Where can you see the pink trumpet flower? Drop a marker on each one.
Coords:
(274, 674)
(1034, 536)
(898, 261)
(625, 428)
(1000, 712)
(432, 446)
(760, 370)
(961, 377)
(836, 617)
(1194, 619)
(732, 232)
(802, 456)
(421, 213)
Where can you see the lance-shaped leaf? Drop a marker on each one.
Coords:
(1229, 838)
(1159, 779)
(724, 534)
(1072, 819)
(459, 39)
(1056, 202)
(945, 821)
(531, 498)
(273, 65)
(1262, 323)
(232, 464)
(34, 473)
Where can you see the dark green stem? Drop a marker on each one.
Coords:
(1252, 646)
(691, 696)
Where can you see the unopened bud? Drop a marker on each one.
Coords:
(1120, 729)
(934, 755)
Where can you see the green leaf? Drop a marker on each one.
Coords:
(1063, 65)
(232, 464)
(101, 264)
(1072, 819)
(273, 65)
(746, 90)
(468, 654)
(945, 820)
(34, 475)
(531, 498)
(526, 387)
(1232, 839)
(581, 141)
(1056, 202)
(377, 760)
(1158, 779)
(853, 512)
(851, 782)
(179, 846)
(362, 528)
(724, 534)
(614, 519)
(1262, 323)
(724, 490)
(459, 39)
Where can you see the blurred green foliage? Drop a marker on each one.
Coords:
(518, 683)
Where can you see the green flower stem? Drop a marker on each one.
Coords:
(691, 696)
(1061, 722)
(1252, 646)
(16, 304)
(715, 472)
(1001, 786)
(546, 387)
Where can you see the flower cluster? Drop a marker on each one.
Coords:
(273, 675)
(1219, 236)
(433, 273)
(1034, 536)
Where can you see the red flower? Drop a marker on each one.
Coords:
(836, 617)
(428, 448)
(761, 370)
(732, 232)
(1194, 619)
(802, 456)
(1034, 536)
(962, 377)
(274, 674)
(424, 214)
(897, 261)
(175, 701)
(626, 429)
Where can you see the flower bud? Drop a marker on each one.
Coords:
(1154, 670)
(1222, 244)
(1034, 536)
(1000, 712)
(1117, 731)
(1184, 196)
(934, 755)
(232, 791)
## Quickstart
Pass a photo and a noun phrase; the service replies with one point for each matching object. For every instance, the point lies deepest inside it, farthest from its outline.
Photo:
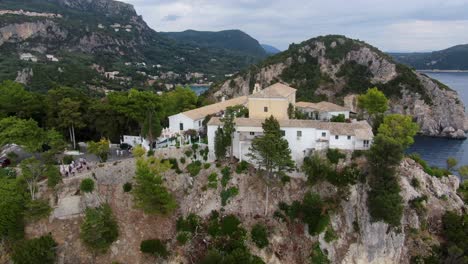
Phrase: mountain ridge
(453, 58)
(337, 68)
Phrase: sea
(436, 150)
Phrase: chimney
(257, 88)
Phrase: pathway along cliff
(336, 68)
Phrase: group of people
(74, 167)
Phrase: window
(366, 143)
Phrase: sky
(390, 25)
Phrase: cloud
(397, 25)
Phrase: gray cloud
(397, 25)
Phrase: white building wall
(175, 120)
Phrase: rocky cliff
(335, 68)
(359, 240)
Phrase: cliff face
(334, 68)
(376, 242)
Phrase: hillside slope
(233, 40)
(336, 68)
(454, 58)
(92, 37)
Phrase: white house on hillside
(322, 110)
(193, 119)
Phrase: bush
(242, 167)
(99, 228)
(213, 180)
(127, 187)
(37, 209)
(154, 247)
(67, 160)
(259, 235)
(226, 172)
(334, 155)
(330, 235)
(227, 194)
(317, 256)
(87, 185)
(183, 238)
(38, 250)
(194, 168)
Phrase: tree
(87, 185)
(12, 206)
(451, 163)
(220, 146)
(99, 229)
(100, 149)
(400, 128)
(373, 101)
(32, 170)
(22, 132)
(271, 151)
(148, 191)
(70, 117)
(229, 127)
(37, 250)
(463, 171)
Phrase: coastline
(442, 71)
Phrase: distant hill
(92, 37)
(233, 40)
(454, 58)
(336, 68)
(270, 49)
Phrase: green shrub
(37, 209)
(127, 187)
(227, 194)
(242, 167)
(213, 180)
(334, 155)
(38, 250)
(194, 168)
(183, 237)
(259, 235)
(154, 247)
(87, 185)
(330, 235)
(226, 173)
(317, 256)
(99, 228)
(67, 160)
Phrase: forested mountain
(231, 40)
(270, 49)
(337, 68)
(84, 39)
(454, 58)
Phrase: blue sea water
(436, 150)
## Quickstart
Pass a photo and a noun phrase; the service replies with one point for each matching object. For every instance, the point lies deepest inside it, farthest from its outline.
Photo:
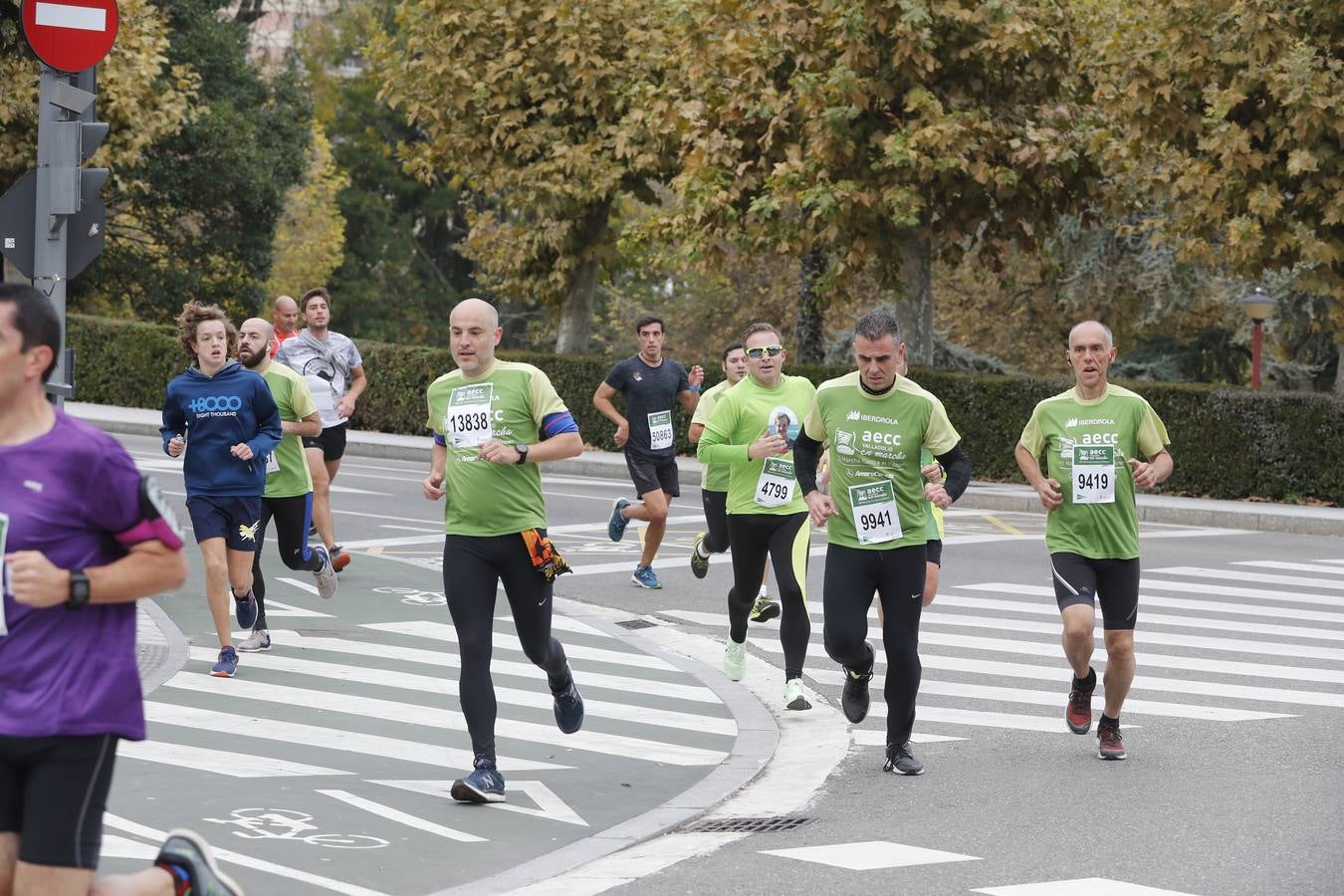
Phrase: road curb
(752, 750)
(982, 496)
(161, 648)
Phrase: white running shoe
(256, 642)
(327, 575)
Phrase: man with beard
(289, 485)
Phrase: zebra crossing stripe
(1236, 591)
(444, 631)
(1269, 577)
(1290, 567)
(590, 680)
(1167, 638)
(1090, 885)
(1153, 600)
(1052, 652)
(320, 738)
(442, 687)
(218, 762)
(449, 720)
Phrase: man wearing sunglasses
(876, 422)
(752, 430)
(651, 387)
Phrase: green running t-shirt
(295, 402)
(1086, 445)
(741, 416)
(714, 477)
(875, 448)
(507, 403)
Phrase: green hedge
(1228, 442)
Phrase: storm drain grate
(749, 825)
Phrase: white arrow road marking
(394, 814)
(60, 15)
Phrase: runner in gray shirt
(651, 385)
(335, 375)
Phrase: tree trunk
(914, 310)
(576, 310)
(1339, 371)
(808, 327)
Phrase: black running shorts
(53, 791)
(1113, 583)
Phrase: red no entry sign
(70, 35)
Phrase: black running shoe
(187, 857)
(901, 761)
(568, 708)
(855, 696)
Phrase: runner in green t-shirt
(494, 422)
(289, 485)
(752, 430)
(876, 423)
(714, 487)
(1091, 438)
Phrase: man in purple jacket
(84, 535)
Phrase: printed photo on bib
(784, 422)
(469, 422)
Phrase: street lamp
(1258, 307)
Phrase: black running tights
(897, 575)
(472, 568)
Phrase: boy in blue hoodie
(233, 425)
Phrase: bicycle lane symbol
(288, 823)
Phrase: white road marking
(449, 720)
(444, 631)
(400, 817)
(870, 854)
(218, 762)
(250, 862)
(1269, 577)
(1145, 600)
(319, 738)
(549, 806)
(1090, 885)
(587, 679)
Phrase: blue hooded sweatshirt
(214, 414)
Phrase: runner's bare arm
(149, 568)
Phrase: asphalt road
(322, 766)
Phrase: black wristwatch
(78, 590)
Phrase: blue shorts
(231, 519)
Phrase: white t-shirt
(325, 379)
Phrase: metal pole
(1255, 346)
(49, 245)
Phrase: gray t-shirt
(651, 394)
(326, 380)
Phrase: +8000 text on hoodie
(217, 412)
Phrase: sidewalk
(982, 496)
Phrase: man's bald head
(253, 342)
(475, 331)
(284, 314)
(475, 311)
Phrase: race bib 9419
(1094, 474)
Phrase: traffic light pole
(61, 105)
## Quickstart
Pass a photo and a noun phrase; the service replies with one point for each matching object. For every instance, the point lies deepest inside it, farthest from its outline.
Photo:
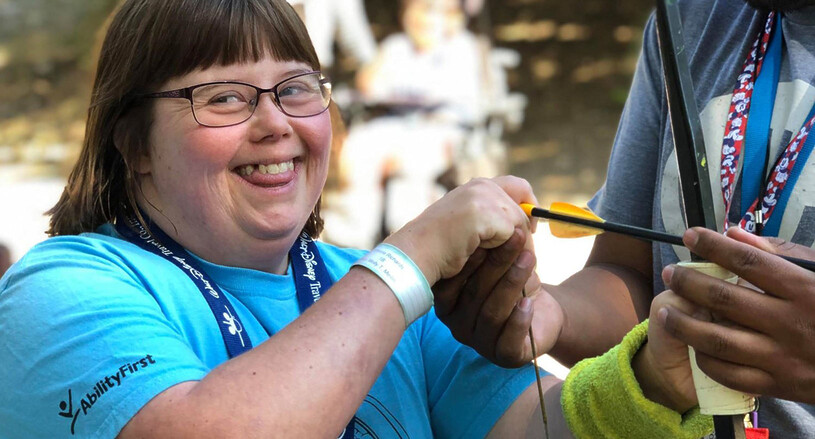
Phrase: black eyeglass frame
(186, 93)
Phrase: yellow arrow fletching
(572, 210)
(565, 230)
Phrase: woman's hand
(483, 213)
(484, 307)
(769, 349)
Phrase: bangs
(186, 35)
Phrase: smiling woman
(183, 247)
(183, 292)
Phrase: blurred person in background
(182, 293)
(425, 89)
(342, 21)
(5, 259)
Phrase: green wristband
(601, 398)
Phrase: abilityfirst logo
(99, 389)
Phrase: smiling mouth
(270, 169)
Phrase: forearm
(600, 303)
(320, 367)
(524, 419)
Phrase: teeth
(271, 169)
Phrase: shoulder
(338, 259)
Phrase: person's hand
(484, 307)
(767, 349)
(662, 365)
(483, 213)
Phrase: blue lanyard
(311, 278)
(162, 245)
(757, 135)
(310, 274)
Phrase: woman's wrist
(408, 244)
(403, 277)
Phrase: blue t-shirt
(92, 328)
(642, 186)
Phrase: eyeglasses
(228, 103)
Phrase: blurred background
(548, 81)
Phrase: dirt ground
(577, 59)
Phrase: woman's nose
(269, 119)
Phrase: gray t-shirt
(642, 186)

|---|

◆ Description of the task: Beginning with the first line of the listing above, please write out every line exactly until you reach the line that contains "Where can you see the lance-shaped", and include that one too.

◆ Response to this task:
Where can you see the pink trumpet flower? Drop a marker on each one.
Coords:
(274, 674)
(1034, 536)
(898, 261)
(625, 428)
(1000, 712)
(432, 446)
(760, 370)
(961, 377)
(836, 617)
(1194, 619)
(732, 232)
(802, 456)
(421, 213)
Where can you see the lance-shaped leaf? Drop a marker on each one.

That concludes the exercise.